++++ Entries shown ++++

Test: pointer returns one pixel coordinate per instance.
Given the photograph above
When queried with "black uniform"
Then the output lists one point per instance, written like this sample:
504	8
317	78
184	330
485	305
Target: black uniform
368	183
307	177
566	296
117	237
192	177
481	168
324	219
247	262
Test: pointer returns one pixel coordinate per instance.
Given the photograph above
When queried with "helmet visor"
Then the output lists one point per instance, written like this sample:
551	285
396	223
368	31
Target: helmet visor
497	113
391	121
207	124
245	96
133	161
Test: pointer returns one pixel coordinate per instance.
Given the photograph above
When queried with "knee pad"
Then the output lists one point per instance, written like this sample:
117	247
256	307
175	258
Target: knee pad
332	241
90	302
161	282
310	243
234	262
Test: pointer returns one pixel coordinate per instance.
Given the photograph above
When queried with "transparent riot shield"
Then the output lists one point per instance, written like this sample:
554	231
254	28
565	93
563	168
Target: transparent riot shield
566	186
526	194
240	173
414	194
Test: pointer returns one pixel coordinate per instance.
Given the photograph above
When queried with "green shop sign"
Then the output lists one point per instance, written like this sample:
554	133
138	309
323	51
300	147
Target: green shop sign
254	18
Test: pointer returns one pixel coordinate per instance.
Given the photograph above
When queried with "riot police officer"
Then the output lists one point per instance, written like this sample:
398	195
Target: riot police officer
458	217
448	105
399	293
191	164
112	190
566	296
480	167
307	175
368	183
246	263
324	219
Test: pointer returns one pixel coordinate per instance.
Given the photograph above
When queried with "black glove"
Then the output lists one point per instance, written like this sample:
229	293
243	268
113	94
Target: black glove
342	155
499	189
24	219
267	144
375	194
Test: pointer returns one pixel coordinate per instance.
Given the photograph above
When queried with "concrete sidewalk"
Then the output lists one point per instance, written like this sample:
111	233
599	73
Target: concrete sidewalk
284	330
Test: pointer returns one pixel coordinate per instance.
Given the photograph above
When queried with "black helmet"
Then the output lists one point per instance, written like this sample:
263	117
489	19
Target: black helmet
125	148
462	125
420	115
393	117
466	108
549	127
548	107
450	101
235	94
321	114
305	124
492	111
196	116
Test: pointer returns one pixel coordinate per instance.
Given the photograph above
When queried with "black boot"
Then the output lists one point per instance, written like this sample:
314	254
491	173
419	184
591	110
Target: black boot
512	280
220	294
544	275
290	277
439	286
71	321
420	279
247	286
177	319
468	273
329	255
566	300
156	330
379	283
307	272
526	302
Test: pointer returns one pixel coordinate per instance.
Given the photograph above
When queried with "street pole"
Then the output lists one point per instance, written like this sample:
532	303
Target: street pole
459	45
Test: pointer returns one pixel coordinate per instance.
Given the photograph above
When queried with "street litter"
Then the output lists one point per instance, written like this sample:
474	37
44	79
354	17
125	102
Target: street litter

++++

Work required:
Your task is to reproduce all of the records exactly.

Result of this exercise:
Test: pointer returns one pixel coordinate per instance.
Given the photograph above
When queried with "black uniform"
Then the output lists one point per instance, written like this sample:
504	8
317	78
184	330
485	305
Target: black uniform
368	183
307	177
566	296
117	237
192	177
481	168
324	219
247	262
Test: pointer returns one pixel coordinate per instance.
Given the photograph above
When queried with "helmet visor"
Then the output lists one point per instance, written like this sample:
551	285
396	223
368	31
Target: helmet visor
497	113
391	121
207	124
245	96
133	161
Test: pointer returns one pixel coordinate per instance.
Given the photograph above
When queried with "knee pad"
Then the output lists one point per instance, written like this sample:
117	247
256	307
175	258
Target: knee pad
332	241
90	302
161	282
310	243
234	262
Test: pointer returns one pixel coordinate per instance.
Given the photograph above
When queried with "transparent riot shield"
Then the output lists one point per instance, written like this sample:
554	231
254	28
565	93
563	168
Target: transparent riot shield
566	186
526	194
240	173
414	194
Test: pointer returns one pixel coordinate per instance.
Given the photograph above
When queried with "green shop sign"
Then the output lists one point per instance, written like this sample:
554	133
138	309
323	51
300	147
Target: green shop sign
254	18
Test: pointer returns one pixel coordinate per instance.
Given the photograph above
When queried with "riot police officer"
Then the output lists one point per instance, written like this sample:
398	195
Target: riot police officer
458	217
448	105
399	293
191	164
112	190
566	296
480	167
307	175
368	183
246	263
324	219
Test: pointer returns one pixel coordinate per instance.
Given the photograph above
When queried with "black glove"
Then the output lists one point per instance, written like this sample:
229	293
243	268
113	94
Target: black glove
342	155
499	189
24	219
267	144
375	194
Test: pointer returns one pixel coordinate per instance.
Given the photograph above
When queried with "concrete sidewalk"
Then the output lists one point per instance, written like this sample:
111	233
599	73
Target: concrete sidewalk
284	330
Test: pointer returns one pixel coordinate per instance.
Given the photograph above
When queried with "black helmet"
Then the output lists one point per instance, written like this sample:
263	117
489	19
Target: black helmet
125	148
462	125
420	115
393	117
466	108
549	127
548	107
450	101
235	94
321	114
305	124
492	111
196	116
Test: pointer returns one pixel coordinate per instance.
Given the photograph above
When queried with "black boot"
Then the output lists one point per instance, written like this sample:
314	254
491	173
419	184
591	110
Target: black boot
512	280
220	294
544	275
290	277
439	286
71	321
420	279
247	286
177	319
468	273
329	255
566	300
156	330
379	283
307	272
526	302
Test: pointer returns one pixel coordinate per instance.
Given the photograph above
When queried with "street pole"
Then the output lists one point per instance, written like this sample:
532	303
Target: street pole
459	45
Test: pointer returns one pixel coordinate per instance.
Given the photograph above
When queried with "street litter"
Then the output lists one point per instance, written like this sample:
474	37
44	79
354	17
125	102
Target: street litter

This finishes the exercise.